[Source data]
++++++++++++++++++++
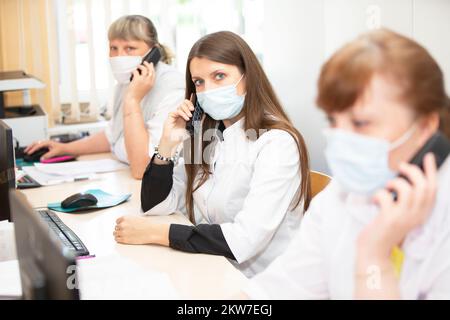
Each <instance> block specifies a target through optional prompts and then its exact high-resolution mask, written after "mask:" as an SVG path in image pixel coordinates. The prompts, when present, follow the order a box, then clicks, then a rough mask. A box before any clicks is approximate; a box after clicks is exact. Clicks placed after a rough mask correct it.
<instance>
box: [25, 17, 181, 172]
mask: <svg viewBox="0 0 450 320" xmlns="http://www.w3.org/2000/svg"><path fill="white" fill-rule="evenodd" d="M108 38H109V45H110V51H109V57H110V64H111V70H112V73H113V75H114V77H115V79H116V80H117V86H116V87H115V89H114V99H113V101H112V103H113V108H112V110H113V115H112V119H111V121H110V122H109V124H108V127H107V128H106V130H105V131H102V132H99V133H96V134H94V135H92V136H90V137H87V138H84V139H81V140H77V141H74V142H70V143H58V142H56V141H52V140H47V141H37V142H35V143H33V144H31V145H30V146H28V147H27V148H26V149H25V152H26V153H28V154H31V153H34V152H36V151H37V150H39V149H41V148H48V149H49V151H48V152H47V153H46V154H44V155H43V158H44V159H46V158H51V157H54V156H57V155H61V154H72V155H83V154H91V153H100V152H109V151H112V152H113V153H114V155H115V156H116V157H117V158H118V159H119V160H121V161H123V162H126V163H129V164H130V169H131V173H132V175H133V177H134V178H136V179H141V178H142V175H143V173H144V170H145V168H146V167H147V164H148V162H149V161H150V158H151V156H152V155H153V152H154V147H155V146H156V145H157V144H158V142H159V139H160V137H161V134H162V127H163V123H164V120H165V119H166V118H167V115H168V114H169V113H170V112H172V111H174V110H175V109H176V108H177V106H178V105H179V104H180V103H181V102H182V101H183V94H184V80H183V76H182V74H181V73H180V72H178V71H177V70H176V69H175V68H174V67H172V66H170V65H169V64H170V63H171V61H172V58H173V57H172V54H171V52H170V50H169V49H168V48H167V47H166V46H164V45H162V44H160V43H159V40H158V33H157V31H156V28H155V26H154V25H153V23H152V22H151V21H150V20H149V19H148V18H146V17H144V16H139V15H130V16H123V17H121V18H119V19H118V20H116V21H115V22H114V23H113V24H112V25H111V26H110V28H109V32H108ZM153 47H157V48H158V49H159V50H160V51H161V61H159V62H158V63H157V65H156V66H154V65H153V63H151V64H149V63H145V64H144V65H141V62H142V58H143V57H144V56H145V55H146V54H147V53H148V52H150V50H151V49H152V48H153ZM138 69H139V70H140V72H139V73H138ZM132 75H133V81H131V82H130V78H131V76H132Z"/></svg>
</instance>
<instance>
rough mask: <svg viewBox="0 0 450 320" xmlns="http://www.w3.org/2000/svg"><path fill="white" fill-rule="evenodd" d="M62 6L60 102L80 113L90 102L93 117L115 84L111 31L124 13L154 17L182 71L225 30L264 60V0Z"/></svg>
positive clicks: (72, 4)
mask: <svg viewBox="0 0 450 320" xmlns="http://www.w3.org/2000/svg"><path fill="white" fill-rule="evenodd" d="M56 5H57V8H56V12H57V26H58V44H59V58H60V59H59V60H60V61H59V67H60V68H59V72H60V77H59V78H60V99H61V103H62V104H71V105H72V109H71V111H72V112H75V115H76V114H77V113H78V112H79V110H74V108H75V109H76V108H79V107H78V106H79V103H89V105H90V107H89V108H87V110H89V112H90V113H91V114H96V112H97V110H99V109H100V110H101V111H104V109H105V106H106V104H107V101H108V99H109V97H110V95H111V94H112V88H113V86H114V80H113V78H112V75H111V72H110V69H109V60H108V51H109V46H108V39H107V31H108V28H109V25H110V24H111V22H113V21H114V20H115V19H117V18H119V17H120V16H123V15H127V14H141V15H145V16H147V17H149V18H150V19H151V20H152V21H153V23H154V24H155V26H156V28H157V30H158V33H159V40H160V42H161V43H163V44H166V45H168V46H169V47H170V48H171V49H172V50H173V51H174V52H175V55H176V59H175V62H174V64H175V66H176V67H177V68H178V69H179V70H180V71H181V72H184V71H185V63H186V59H187V55H188V53H189V50H190V48H191V47H192V45H193V44H194V42H195V41H196V40H198V39H199V38H200V37H202V36H203V35H205V34H208V33H211V32H215V31H219V30H229V31H233V32H236V33H238V34H240V35H241V36H243V38H244V39H245V40H246V41H247V42H248V43H249V44H250V46H251V47H252V48H253V50H254V51H255V52H256V53H257V55H258V57H259V58H260V59H262V54H261V52H262V36H263V35H262V22H263V8H264V6H263V5H264V4H263V0H229V1H223V0H151V1H149V0H128V1H126V0H114V1H111V0H61V1H56Z"/></svg>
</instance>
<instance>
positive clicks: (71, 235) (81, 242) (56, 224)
mask: <svg viewBox="0 0 450 320" xmlns="http://www.w3.org/2000/svg"><path fill="white" fill-rule="evenodd" d="M37 212H38V213H39V214H40V215H41V217H42V219H43V220H44V221H45V222H47V224H48V226H49V227H50V229H52V230H53V231H54V232H55V234H56V236H57V237H58V238H59V240H60V241H61V243H62V244H63V246H64V247H66V248H67V249H69V250H70V251H72V252H73V254H74V255H75V256H77V257H78V256H86V255H88V254H89V251H88V249H87V248H86V246H85V245H84V244H83V242H82V241H81V240H80V238H78V236H77V235H76V234H75V233H74V232H73V231H72V230H71V229H70V228H69V227H68V226H66V225H65V224H64V222H62V221H61V219H60V218H59V217H58V216H57V215H56V214H55V213H54V212H52V211H50V210H47V209H40V210H37Z"/></svg>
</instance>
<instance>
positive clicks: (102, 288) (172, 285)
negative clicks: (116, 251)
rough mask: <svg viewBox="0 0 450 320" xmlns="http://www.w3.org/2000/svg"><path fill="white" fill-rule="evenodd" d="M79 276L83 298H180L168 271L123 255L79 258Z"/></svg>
mask: <svg viewBox="0 0 450 320" xmlns="http://www.w3.org/2000/svg"><path fill="white" fill-rule="evenodd" d="M77 277H78V288H79V290H80V297H81V299H82V300H98V299H102V300H103V299H104V300H112V299H113V300H129V299H130V300H163V299H164V300H167V299H179V296H178V294H177V291H176V289H175V288H174V287H173V285H172V282H171V280H170V278H169V276H168V275H167V274H166V273H162V272H157V271H152V270H146V269H144V268H142V267H141V266H139V265H137V264H136V263H134V262H133V261H131V260H129V259H126V258H124V257H120V256H108V257H94V258H91V259H81V260H78V261H77Z"/></svg>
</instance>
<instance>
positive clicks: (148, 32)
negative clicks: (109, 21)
mask: <svg viewBox="0 0 450 320" xmlns="http://www.w3.org/2000/svg"><path fill="white" fill-rule="evenodd" d="M108 39H109V41H111V40H114V39H123V40H138V41H144V42H145V43H146V44H147V45H148V46H149V47H153V46H156V47H158V48H159V49H160V50H161V56H162V58H161V60H162V61H163V62H164V63H167V64H171V63H172V61H173V59H174V58H175V56H174V54H173V52H172V50H170V48H168V47H167V46H165V45H162V44H160V43H159V40H158V32H157V31H156V28H155V26H154V24H153V22H152V21H151V20H150V19H148V18H146V17H144V16H140V15H129V16H123V17H121V18H119V19H117V20H116V21H114V22H113V24H111V26H110V27H109V31H108Z"/></svg>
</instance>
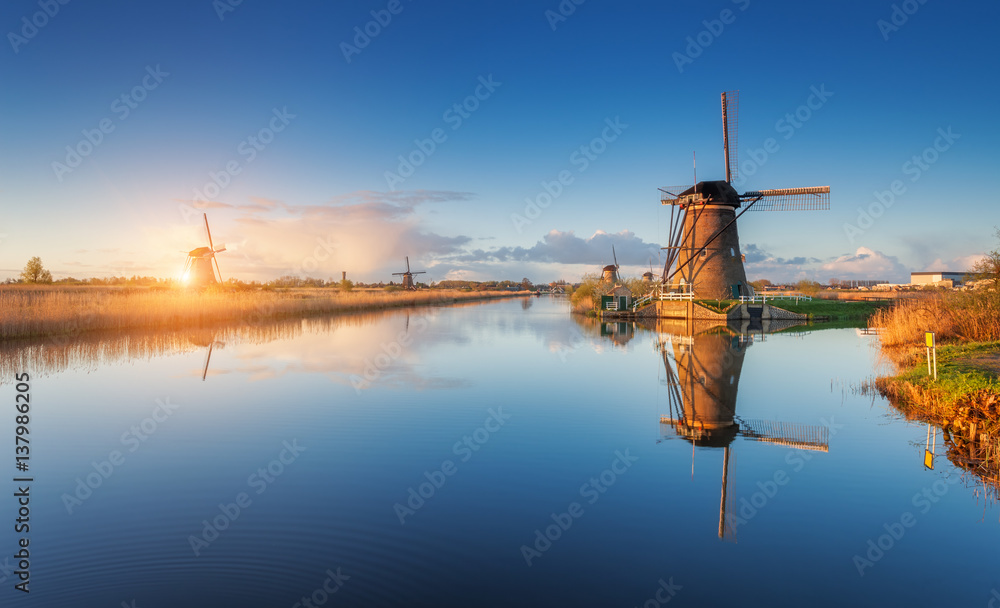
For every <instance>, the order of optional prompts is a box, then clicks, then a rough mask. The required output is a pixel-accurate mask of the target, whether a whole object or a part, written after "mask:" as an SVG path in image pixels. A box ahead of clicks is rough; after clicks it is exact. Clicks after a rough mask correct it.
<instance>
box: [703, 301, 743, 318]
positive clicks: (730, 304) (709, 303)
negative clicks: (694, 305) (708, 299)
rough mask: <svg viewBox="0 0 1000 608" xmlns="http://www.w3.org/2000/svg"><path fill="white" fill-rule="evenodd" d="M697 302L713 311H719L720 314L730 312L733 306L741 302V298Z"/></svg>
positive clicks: (713, 311)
++++++++++++++++++++
» WHAT YOU ARE ASKED TO DO
Among the entries, copy every line containing the word "prompts".

» THE ANSWER
Each <instance> block specifies a target through optional prompts and then its exact high-resolution mask, written after "mask:" as an SVG path in image pixel coordinates. The prompts, when present, follow the order a box, then clicks, then a rough mask. A box before any clicks is approximate; a box after clicks is exact. Clicks placed after a rough mask correct it.
For every <instance>, the order of optional prompts is a box, then clicks, then a rough mask. The required output is a pixel-accurate mask of the target, whether a whole object or a part, written after "mask:" as an SVG path in image pixels. A box ahead of clicks is rough; after clicks it is exact. Clicks after a rough mask correct it.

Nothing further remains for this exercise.